══ Text

Describe the purpose of the synchronisation function when engaging the autopilot and explain why the autopilot should be engaged when the aircraft is in trim.
Define the control wheel steering (CWS) mode as manual manoeuvring of the aircraft through the autopilot computer and autopilot servos/actuators using the control column/control wheel.
Describe the following elements of CWS:
— CWS as an autopilot mode;
— flight phases where CWS cannot be used;
— whether the pilot or the autopilot is controlling the flight path;
— the availability of flight path/performance protections;
— potential different feel and control response compared to manual flight.
Describe touch control steering (TCS) and highlight the differences when compared to CWS:
— autopilot remains engaged but autopilot servos/actuators are disconnected from the control surfaces;
— manual control of the aircraft as long as TCS button is depressed;
— autopilot servos/actuators reconnect when TCS button is released and the autopilot returns to previously engaged mode(s).
Explain that only one autopilot may be engaged at any time except for when APP is armed in order to facilitate a fail-operational autoland.
Explain the difference between an armed and an engaged mode:
— not all modes have an armed state available;
— a mode will only become armed if certain criteria are met;
— an armed mode will become engaged (replacing the previously engaged mode, if any) when certain criteria are met.

════
══ Information given

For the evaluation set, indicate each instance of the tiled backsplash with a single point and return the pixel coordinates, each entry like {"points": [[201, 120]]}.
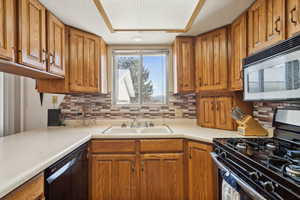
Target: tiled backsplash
{"points": [[99, 106], [264, 111]]}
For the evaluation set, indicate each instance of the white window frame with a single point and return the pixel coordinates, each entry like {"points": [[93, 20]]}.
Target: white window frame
{"points": [[139, 52]]}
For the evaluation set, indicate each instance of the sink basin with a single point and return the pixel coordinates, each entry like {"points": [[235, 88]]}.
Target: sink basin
{"points": [[143, 130]]}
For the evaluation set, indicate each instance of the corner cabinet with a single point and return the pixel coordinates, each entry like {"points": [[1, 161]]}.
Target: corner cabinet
{"points": [[7, 31], [184, 64], [201, 172], [84, 61], [212, 61], [238, 51], [82, 65], [56, 45], [266, 24], [215, 109], [32, 34]]}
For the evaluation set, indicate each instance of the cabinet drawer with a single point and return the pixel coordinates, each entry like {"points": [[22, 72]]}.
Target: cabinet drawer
{"points": [[113, 146], [161, 145], [33, 189]]}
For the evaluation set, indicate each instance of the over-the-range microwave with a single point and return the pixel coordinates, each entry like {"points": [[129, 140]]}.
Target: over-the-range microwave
{"points": [[273, 74]]}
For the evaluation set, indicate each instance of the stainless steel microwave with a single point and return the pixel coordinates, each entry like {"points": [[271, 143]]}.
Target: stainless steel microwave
{"points": [[273, 74]]}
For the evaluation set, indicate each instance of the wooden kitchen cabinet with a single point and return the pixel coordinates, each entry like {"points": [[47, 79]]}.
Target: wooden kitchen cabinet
{"points": [[162, 176], [82, 65], [266, 24], [113, 177], [31, 190], [212, 61], [32, 34], [201, 172], [215, 109], [293, 17], [84, 61], [7, 31], [238, 51], [184, 64], [56, 45]]}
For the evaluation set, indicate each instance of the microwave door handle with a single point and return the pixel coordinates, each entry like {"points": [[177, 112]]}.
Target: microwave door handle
{"points": [[62, 170], [246, 188]]}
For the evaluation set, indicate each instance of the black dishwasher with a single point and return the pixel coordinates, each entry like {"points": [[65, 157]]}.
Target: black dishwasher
{"points": [[67, 179]]}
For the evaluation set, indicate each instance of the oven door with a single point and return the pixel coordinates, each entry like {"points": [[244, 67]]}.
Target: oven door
{"points": [[246, 192], [276, 78]]}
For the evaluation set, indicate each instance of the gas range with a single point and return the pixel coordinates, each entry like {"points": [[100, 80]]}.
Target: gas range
{"points": [[266, 168]]}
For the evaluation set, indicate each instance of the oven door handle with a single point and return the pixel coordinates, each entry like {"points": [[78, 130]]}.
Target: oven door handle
{"points": [[245, 187]]}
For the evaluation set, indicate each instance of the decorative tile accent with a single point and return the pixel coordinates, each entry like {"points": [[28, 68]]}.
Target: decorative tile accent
{"points": [[264, 111], [99, 106]]}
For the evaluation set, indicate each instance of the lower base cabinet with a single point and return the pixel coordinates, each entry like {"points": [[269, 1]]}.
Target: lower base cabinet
{"points": [[201, 172], [146, 170], [113, 177], [162, 176]]}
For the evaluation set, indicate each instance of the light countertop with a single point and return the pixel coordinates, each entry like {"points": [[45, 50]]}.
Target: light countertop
{"points": [[24, 155]]}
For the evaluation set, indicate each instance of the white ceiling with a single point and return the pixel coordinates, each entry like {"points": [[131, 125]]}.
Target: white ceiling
{"points": [[83, 14], [149, 14]]}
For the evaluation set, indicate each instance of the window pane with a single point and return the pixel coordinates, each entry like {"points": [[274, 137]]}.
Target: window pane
{"points": [[127, 78], [153, 81]]}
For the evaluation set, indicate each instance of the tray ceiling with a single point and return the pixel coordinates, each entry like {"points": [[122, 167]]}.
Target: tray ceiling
{"points": [[149, 15]]}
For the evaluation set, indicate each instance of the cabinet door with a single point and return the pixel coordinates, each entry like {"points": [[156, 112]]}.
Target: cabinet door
{"points": [[32, 34], [223, 113], [7, 31], [275, 21], [257, 19], [207, 111], [185, 64], [56, 45], [239, 51], [201, 174], [162, 176], [113, 177], [206, 63], [219, 41], [84, 62], [293, 17]]}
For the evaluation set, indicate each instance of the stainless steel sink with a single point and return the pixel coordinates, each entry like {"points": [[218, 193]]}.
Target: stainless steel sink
{"points": [[143, 130]]}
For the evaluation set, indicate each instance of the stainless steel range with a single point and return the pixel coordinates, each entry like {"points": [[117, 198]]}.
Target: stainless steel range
{"points": [[264, 168]]}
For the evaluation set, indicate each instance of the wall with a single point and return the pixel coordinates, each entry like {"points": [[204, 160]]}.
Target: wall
{"points": [[264, 111], [99, 106]]}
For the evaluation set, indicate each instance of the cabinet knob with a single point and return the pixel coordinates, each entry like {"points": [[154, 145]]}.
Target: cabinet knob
{"points": [[293, 21]]}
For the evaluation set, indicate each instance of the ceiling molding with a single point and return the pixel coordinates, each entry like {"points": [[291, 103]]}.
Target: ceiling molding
{"points": [[186, 28]]}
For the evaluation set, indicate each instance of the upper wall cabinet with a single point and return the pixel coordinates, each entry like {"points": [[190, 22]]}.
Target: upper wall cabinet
{"points": [[238, 51], [56, 45], [84, 61], [32, 34], [293, 17], [212, 61], [7, 24], [266, 24], [184, 66]]}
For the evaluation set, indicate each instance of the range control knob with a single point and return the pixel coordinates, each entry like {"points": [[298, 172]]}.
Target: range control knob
{"points": [[268, 185], [254, 176]]}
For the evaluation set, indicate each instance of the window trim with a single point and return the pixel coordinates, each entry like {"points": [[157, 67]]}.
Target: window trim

════

= Given instruction 1 =
In the autopilot text, restate the passage from "Explain that only" up to and including "criteria are met.", replacing "criteria" with "conditions".
= Given instruction 2 =
Answer the following questions on the autopilot text:
(a) What does the abbreviation CWS stand for?
(b) While the TCS button is depressed, from what are the autopilot servos/actuators disconnected?
(c) Except for which situation may only one autopilot be engaged at any time?

= Exercise result 1 =
Explain that only one autopilot may be engaged at any time except for when APP is armed in order to facilitate a fail-operational autoland.
Explain the difference between an armed and an engaged mode:
— not all modes have an armed state available;
— a mode will only become armed if certain conditions are met;
— an armed mode will become engaged (replacing the previously engaged mode, if any) when certain conditions are met.

= Exercise result 2 =
(a) Control wheel steering.
(b) The control surfaces.
(c) When APP is armed, in order to facilitate a fail-operational autoland.